3. Peta proyeksi genangan banjir
Simulasi perambatan banjir dalam berbagai skenario iklim dilakukan dengan menggunakan model RRI yang telah dikalibrasi. Dengan menggunakan analisis frekuensi historis. Penentuan periode ulang 100 tahun dipandu oleh prinsip bahwa skenario perubahan iklim terendah sekalipun harus melampaui penggenangan pada skenario historis. Hal ini menunjukan bahwa dengan kemungkinan yang lebih besar, skenario iklim dapat melebihi kejadian curah hujan ekstrem dalam sejarah.
Hasil simulasi RRI disajikan dalam bentuk peta perambatan banjir, seperti yang ada pada gambar dibawah ini:
Peta-peta di atas memberikan representasi visual mengenai luas genangan banjir maksimum, dengan rata-rata hasil model GCM ditunjukan pada gambar 6b hingga 6e. Untuk mendapatkan lebih banyak wawasan, luas genangan juga dihitung dan disajikan pada gambar dibawah ini:Â
4. Proyeksi Indeks Bahaya Banjir dan skornya
Dalam penelitian ini, pendekatan pemetaan Indeks Bahaya Banjir (FHI) bergantung pada kedalaman genangan maksimum di wilayah kecamatan. Metode ini melibatkan overlay peta perambatan banjir ke dalam peta administratif kecamatan, seperti digambarkan pada peta bawah ini:
Analisis Indeks Bahaya Banjir (FHI) untuk wilayah kecamatan menunjukkan adanya peningkatan konsentrasi wilayah dengan bahaya tinggi dari waktu ke waktu, terutama pada skenario yang lebih parah. Dalam waktu dekat, persentase rata-rata kecamatan yang terkena dampak banjir dengan tingkat bahaya tinggi adalah 14,18% untuk SSP2.45, dan persentase ini meningkat menjadi 21,86% di masa depan untuk skenario yang sama. Demikian pula, dalam skenario SSP5.85, persentase rata-rata kecamatan yang terkena dampak banjir dengan tingkat bahaya tinggi adalah 24,28% dalam waktu dekat dan meningkat menjadi 31,6% dalam waktu dekat. Terbukti, provinsi dengan skor bahaya tertinggi adalah DKI Jakarta (0,61--0,77) dan Jawa Tengah (0,62--0,76), terutama disebabkan oleh curah hujan yang terkonsentrasi dan pertumbuhan perkotaan.

· · · · · · ·

TUGAS |
1 – Salin kata demi kata bagian teks tentang proyeksi banjir dari "3. Peta proyeksi" sampai "ekstrem dalam sejarah.".
2 – Menurut teks tentang proyeksi banjir, mengapa DKI Jakarta dan Jawa Tengah memiliki skor bahaya tertinggi? Jelaskan dalam satu sampai tiga kalimat.

(Item penunjukan)
· · · · · · ·

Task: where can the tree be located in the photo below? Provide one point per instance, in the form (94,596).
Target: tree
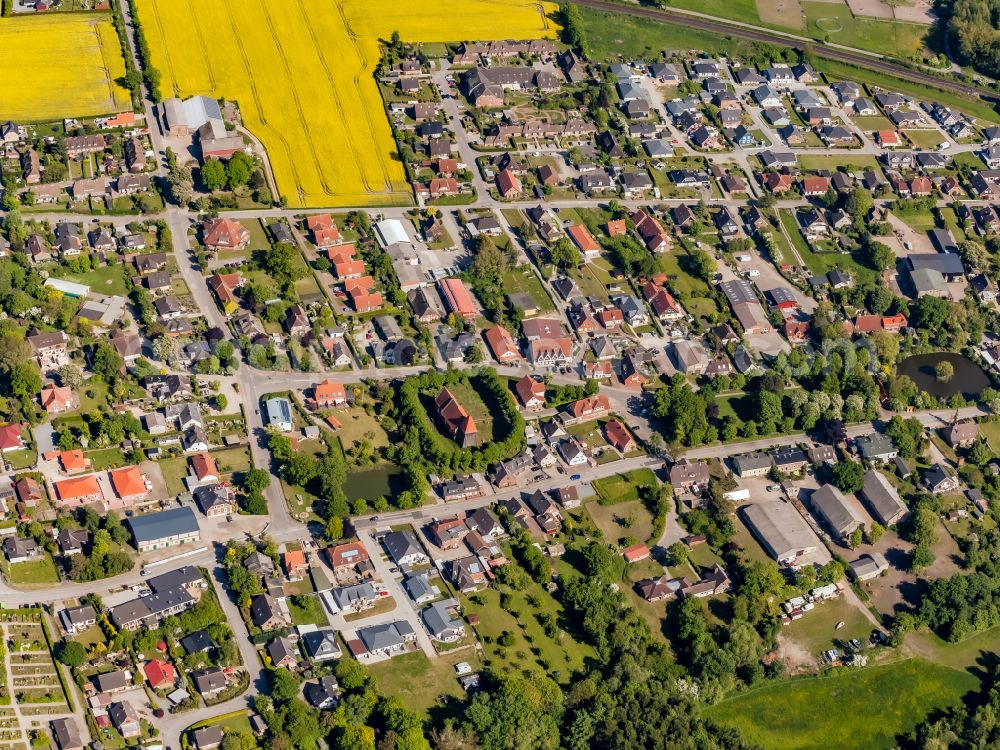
(848,476)
(107,363)
(213,175)
(944,371)
(238,170)
(70,375)
(72,653)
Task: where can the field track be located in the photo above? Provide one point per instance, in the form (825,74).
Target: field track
(823,50)
(301,74)
(39,85)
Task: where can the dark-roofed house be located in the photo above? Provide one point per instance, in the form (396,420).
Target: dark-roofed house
(781,530)
(882,499)
(67,734)
(832,507)
(164,529)
(403,548)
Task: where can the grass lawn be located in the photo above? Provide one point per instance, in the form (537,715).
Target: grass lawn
(357,426)
(106,458)
(622,488)
(737,10)
(820,264)
(853,162)
(104,280)
(614,520)
(920,219)
(924,138)
(844,71)
(233,460)
(816,713)
(613,35)
(834,22)
(42,570)
(532,651)
(871,123)
(420,682)
(817,630)
(311,614)
(174,470)
(21,459)
(523,281)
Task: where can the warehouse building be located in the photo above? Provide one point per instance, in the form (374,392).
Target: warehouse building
(882,499)
(830,504)
(780,529)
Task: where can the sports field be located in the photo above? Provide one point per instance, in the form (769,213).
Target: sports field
(302,75)
(60,65)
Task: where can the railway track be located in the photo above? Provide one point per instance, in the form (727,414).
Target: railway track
(716,26)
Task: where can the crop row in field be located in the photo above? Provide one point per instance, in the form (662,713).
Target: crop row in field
(59,66)
(301,73)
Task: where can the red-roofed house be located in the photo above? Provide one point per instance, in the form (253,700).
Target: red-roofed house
(584,240)
(225,234)
(457,298)
(458,423)
(204,467)
(619,436)
(323,230)
(508,184)
(502,344)
(159,673)
(530,392)
(225,285)
(74,461)
(777,183)
(893,323)
(11,438)
(635,553)
(129,484)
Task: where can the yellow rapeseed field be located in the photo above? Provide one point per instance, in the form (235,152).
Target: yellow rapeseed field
(60,65)
(301,72)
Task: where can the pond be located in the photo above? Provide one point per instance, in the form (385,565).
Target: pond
(384,479)
(969,378)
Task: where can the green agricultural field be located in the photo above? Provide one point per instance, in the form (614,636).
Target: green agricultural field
(853,162)
(613,35)
(531,648)
(834,22)
(103,280)
(623,488)
(623,519)
(859,709)
(42,570)
(523,281)
(422,683)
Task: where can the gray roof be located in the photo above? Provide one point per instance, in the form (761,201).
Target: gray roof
(321,644)
(780,528)
(154,526)
(751,461)
(386,636)
(832,506)
(401,544)
(437,618)
(882,498)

· · · · · · ·

JAWABAN PER TUGAS |
1 –
3. Peta proyeksi genangan banjir
Simulasi perambatan banjir dalam berbagai skenario iklim dilakukan dengan menggunakan model RRI yang telah dikalibrasi. Dengan menggunakan analisis frekuensi historis. Penentuan periode ulang 100 tahun dipandu oleh prinsip bahwa skenario perubahan iklim terendah sekalipun harus melampaui penggenangan pada skenario historis. Hal ini menunjukan bahwa dengan kemungkinan yang lebih besar, skenario iklim dapat melebihi kejadian curah hujan ekstrem dalam sejarah.

2 – DKI Jakarta dan Jawa Tengah memiliki skor bahaya tertinggi terutama karena curah hujan yang terkonsentrasi dan pertumbuhan perkotaan.